Matériel fourni —

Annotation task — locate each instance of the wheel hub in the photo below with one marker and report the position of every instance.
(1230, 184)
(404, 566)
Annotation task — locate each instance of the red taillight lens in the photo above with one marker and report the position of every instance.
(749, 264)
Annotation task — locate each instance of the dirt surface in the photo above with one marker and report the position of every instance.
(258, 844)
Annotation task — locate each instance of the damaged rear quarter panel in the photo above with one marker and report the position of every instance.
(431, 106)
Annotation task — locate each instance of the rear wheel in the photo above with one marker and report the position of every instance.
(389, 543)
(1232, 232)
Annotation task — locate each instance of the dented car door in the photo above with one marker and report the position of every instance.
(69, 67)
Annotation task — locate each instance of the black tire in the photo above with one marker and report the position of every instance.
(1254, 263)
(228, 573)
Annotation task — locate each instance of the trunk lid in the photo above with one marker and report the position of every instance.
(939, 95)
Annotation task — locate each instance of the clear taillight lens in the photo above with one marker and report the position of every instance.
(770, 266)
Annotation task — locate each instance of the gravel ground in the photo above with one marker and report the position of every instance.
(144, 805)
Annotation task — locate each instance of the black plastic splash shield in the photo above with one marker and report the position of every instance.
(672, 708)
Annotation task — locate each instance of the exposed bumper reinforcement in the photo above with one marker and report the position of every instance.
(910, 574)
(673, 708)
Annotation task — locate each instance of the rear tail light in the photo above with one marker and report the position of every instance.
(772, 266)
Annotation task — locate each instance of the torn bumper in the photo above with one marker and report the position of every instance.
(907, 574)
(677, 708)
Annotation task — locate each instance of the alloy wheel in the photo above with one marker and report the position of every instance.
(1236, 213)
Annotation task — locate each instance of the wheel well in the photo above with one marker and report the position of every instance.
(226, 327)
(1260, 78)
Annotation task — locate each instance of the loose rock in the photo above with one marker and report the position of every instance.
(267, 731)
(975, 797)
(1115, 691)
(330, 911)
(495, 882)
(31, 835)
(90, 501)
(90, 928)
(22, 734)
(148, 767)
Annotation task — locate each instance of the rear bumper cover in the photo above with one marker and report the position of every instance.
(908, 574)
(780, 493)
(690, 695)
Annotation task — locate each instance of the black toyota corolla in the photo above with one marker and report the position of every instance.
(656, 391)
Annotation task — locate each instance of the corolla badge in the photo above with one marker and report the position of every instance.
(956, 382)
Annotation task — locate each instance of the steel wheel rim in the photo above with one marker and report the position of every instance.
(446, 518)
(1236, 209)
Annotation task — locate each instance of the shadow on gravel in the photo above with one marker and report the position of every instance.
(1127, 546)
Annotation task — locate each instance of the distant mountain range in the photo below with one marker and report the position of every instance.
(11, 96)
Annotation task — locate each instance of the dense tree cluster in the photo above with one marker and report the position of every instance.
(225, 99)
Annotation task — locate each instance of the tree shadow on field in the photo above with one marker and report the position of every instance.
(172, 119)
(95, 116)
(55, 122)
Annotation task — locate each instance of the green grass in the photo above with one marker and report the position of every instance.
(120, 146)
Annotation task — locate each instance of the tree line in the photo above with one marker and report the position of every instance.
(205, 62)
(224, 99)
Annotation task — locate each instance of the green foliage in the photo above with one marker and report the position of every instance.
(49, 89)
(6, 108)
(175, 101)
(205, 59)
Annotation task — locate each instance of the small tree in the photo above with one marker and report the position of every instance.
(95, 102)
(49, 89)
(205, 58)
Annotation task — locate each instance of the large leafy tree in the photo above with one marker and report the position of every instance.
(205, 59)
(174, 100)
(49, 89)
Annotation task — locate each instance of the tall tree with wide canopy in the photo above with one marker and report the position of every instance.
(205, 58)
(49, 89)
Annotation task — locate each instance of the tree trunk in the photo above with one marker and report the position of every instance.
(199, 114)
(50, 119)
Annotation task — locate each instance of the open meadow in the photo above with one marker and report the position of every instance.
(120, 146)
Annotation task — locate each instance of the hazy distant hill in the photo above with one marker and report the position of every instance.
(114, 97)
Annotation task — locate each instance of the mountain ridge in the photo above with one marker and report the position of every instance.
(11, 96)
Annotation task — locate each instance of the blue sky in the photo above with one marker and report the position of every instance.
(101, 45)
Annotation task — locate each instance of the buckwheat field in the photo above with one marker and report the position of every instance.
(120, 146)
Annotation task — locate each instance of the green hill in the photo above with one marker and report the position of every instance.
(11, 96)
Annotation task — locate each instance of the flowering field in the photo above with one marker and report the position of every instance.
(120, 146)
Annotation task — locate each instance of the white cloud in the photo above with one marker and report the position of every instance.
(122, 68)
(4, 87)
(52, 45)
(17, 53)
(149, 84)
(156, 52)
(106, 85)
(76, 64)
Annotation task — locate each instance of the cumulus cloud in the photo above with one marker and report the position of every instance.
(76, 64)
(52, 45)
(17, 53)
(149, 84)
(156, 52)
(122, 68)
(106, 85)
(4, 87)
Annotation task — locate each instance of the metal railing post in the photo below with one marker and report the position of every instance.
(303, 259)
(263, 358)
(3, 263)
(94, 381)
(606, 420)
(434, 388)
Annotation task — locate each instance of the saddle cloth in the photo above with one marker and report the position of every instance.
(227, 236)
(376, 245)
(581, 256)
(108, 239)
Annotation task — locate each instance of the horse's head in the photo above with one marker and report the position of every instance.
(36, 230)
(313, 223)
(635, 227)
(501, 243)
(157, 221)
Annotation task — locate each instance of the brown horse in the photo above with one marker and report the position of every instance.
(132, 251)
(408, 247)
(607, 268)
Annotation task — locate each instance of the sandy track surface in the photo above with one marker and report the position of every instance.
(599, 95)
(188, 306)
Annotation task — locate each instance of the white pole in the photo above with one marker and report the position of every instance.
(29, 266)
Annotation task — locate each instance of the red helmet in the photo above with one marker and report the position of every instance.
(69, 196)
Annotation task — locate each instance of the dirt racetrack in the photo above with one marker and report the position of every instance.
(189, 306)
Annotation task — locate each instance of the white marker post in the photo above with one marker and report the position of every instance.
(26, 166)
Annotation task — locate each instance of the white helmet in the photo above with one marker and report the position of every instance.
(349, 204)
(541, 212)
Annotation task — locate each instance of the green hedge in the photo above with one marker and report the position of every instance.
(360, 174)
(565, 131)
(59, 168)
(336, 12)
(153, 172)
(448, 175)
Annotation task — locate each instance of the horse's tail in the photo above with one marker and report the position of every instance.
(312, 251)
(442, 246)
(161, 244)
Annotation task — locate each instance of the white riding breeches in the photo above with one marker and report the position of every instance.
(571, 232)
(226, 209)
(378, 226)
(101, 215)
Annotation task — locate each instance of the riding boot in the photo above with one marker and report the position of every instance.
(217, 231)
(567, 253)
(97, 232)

Objectif —
Recopiez à l'identique l'ensemble des enregistrements ci-dessus, sans en omettre ni en modifier aucun.

Résultat attendu —
Annotation task — locate each instance of the wheel hub in the photo below with one marker and report the position of every instance.
(1230, 184)
(404, 566)
Annotation task — locate each instance of the red taillight lens in the photo above with one marker and report the position of every instance.
(749, 264)
Annotation task — locate each instance of the dirt surface in the photo above with one marker and report the position of every instance.
(258, 844)
Annotation task — locate each instance of the damaged rear quarter panel in the photo above with one marker and report the position of every instance.
(431, 106)
Annotation task — locate each instance of the rear wheel in the photo above with one marker and report the position of every instance.
(389, 543)
(1232, 232)
Annotation task — locate each instance of the dented car door in the photo above with one marker and report the position of every instance.
(69, 67)
Annotation task — locate each instance of the black tire in the photo above with one marker and report the position of every instance.
(1254, 263)
(228, 573)
Annotation task — locate each instance of the trunk lid in the photo above with one marker and report the position of every instance.
(939, 95)
Annotation task — locate each instance of the clear taillight lens in the photo above with one marker and report the position of every instance.
(770, 266)
Annotation task — locate each instance of the gravel ground in the photo above with one marker and report the position of every instance.
(144, 805)
Annotation task — locate each instance of the black plastic splash shield in the photo above with one marker and report the position of every instance.
(672, 708)
Annotation task — locate each instance of the exposed bumper reinforcement in the photo above with one marker and report the position of every instance.
(910, 574)
(673, 708)
Annotation task — locate each instance of the rear tail light in the photo above with one marker and report the position of every instance.
(772, 266)
Annotation task — locate each instance of the torn bumper in the photo above with one marker and report the position of every instance.
(907, 574)
(677, 708)
Annotation task — locate each instance of the alloy wheel in the photo above with one marker and report the position of every instance.
(1236, 213)
Annotation task — locate each instance of the wheel well in the photo above with one marker and report the position of every instance.
(226, 327)
(1260, 78)
Annotation task — locate each instance of the loose rock in the photo above with one marker and report the position of every instance.
(267, 731)
(975, 797)
(1115, 691)
(330, 911)
(495, 882)
(31, 835)
(90, 501)
(90, 928)
(22, 734)
(148, 767)
Annotation task — locate each instance of the rear bumper cover in the photo above with one marker and report the position of every instance.
(908, 574)
(780, 493)
(690, 695)
Annotation task — locate each instance of the black toyota corolla in the photo above with one marker and report the position of every instance.
(656, 391)
Annotation task — locate each instance of the corolla badge in the photo above with one marker and report the position of every instance.
(956, 382)
Annotation task — locate each instance of the steel wheel rim in the photo above with one marker and report the position of every instance.
(446, 518)
(1236, 209)
Annotation task — locate each instance of the shadow on gravel in the photo above with one marker and report the position of every instance.
(1127, 546)
Annotation task — locate each instance of the distant mountain range in the photo below with one marker and report the position of every instance.
(11, 96)
Annotation task — locate each instance of the dense tree cluster in the photo above with one marker and report the position of every instance.
(225, 99)
Annotation task — locate each instance of the tree shadow on field in the photo above with one marker and report the position of every instance.
(172, 119)
(95, 116)
(55, 122)
Annotation task — locate each instance of the green grass in the photo above with one marker and report the position of every instance.
(120, 146)
Annotation task — locate each instance of the tree line in the photo above with one marker and report the position of every instance.
(205, 62)
(224, 99)
Annotation task — locate each instance of the green foliage in the photo above with one marker and report the position of every instance.
(49, 89)
(6, 108)
(175, 101)
(205, 59)
Annotation task — locate each instance of the small tree in the photo above with one marker and report the position of every instance.
(95, 102)
(49, 89)
(205, 58)
Annotation task — locate each instance of the large leafy tree in the photo above with one marker and report the position of every instance.
(205, 59)
(174, 100)
(49, 89)
Annotation task — locate each instance of the tall tree with wide canopy in the photo above with one marker and report the position of every instance.
(205, 58)
(49, 89)
Annotation task — locate each instance of the tree trunk in the photo above with one marker and report the position of every instance.
(199, 114)
(50, 119)
Annotation task — locate each instance of the open meadow in the photo above with one marker and report the position of every instance.
(120, 146)
Annotation task — locate each instance of the hazy distant hill in the photo above with one marker and report the position of every instance.
(114, 97)
Annotation task — locate each instance of the mountain ridge in the photo above with one marker and report the position of every instance.
(11, 96)
Annotation task — locate each instance of the blue sky in the photo above with one marker and report the position of every instance.
(101, 45)
Annotation task — locate each instance of the buckwheat field in the photo above with one marker and report the position of every instance.
(120, 146)
Annotation task — locate each instance of the green hill in the photo above with one marker and report the position of every instance.
(11, 96)
Annotation task — locate each instance of the flowering field in the photo above with one marker and report the position of every instance.
(120, 146)
Annotation task — locate each instance of the white cloud in the photo above with one marker and report the position of every instance.
(122, 68)
(4, 87)
(52, 45)
(17, 53)
(149, 84)
(156, 52)
(106, 85)
(76, 64)
Annotation task — locate each instance of the cumulus cloud in the photo above with one marker and report the position of every instance.
(76, 64)
(52, 45)
(17, 53)
(149, 84)
(156, 52)
(122, 68)
(106, 85)
(4, 87)
Annotation task — locate each instance of the metal railing post in the photo below with one marker and report the position of every instance.
(303, 259)
(263, 358)
(3, 263)
(94, 381)
(606, 420)
(434, 388)
Annotation task — locate each instance of the saddle cloth in the photo above with one marker and report the position of every instance.
(227, 236)
(376, 245)
(581, 256)
(108, 239)
Annotation task — locate each instance of the horse's head in the photo above with one marker and report the position of every instance.
(36, 230)
(313, 223)
(635, 227)
(501, 243)
(157, 221)
Annotation task — locate each instance of the brown horse in the photo above with one marker and report the position of every instance.
(132, 251)
(408, 247)
(607, 268)
Annotation task — locate each instance of the sandy track surface in the photo above with one marker and report the position of every instance.
(599, 95)
(188, 306)
Annotation task — locate each instance of the white pole in the photo above with one marker and report the position of every instance.
(29, 266)
Annotation task — locate each instance of the red helmet in the photo above with one marker and report the position of every instance.
(69, 196)
Annotation task — locate each instance of the dirt racetrack in the photo above with one marker and report the position of every instance.
(189, 306)
Annotation task — locate each instance of the white marker post in the photo above with one marker and report the position of every instance.
(26, 166)
Annotation task — locate each instance of the white helmet in the photo above with one marker and report the position of every instance.
(349, 204)
(541, 212)
Annotation task — locate each instance of the green hedge in the photo above with one marker and report the position of every instance.
(360, 174)
(565, 131)
(59, 168)
(336, 12)
(153, 172)
(448, 175)
Annotation task — locate each instance of the horse's tail in the photo above with one marker and report the position of every instance.
(312, 251)
(442, 246)
(161, 244)
Annotation task — locate each instance of the white riding breeches in the photo above with one marker and report the position of every instance.
(571, 232)
(226, 209)
(378, 226)
(101, 215)
Annotation task — locate each instance of the riding boot in the photo above with one marker and report the position of every instance.
(217, 231)
(567, 253)
(97, 232)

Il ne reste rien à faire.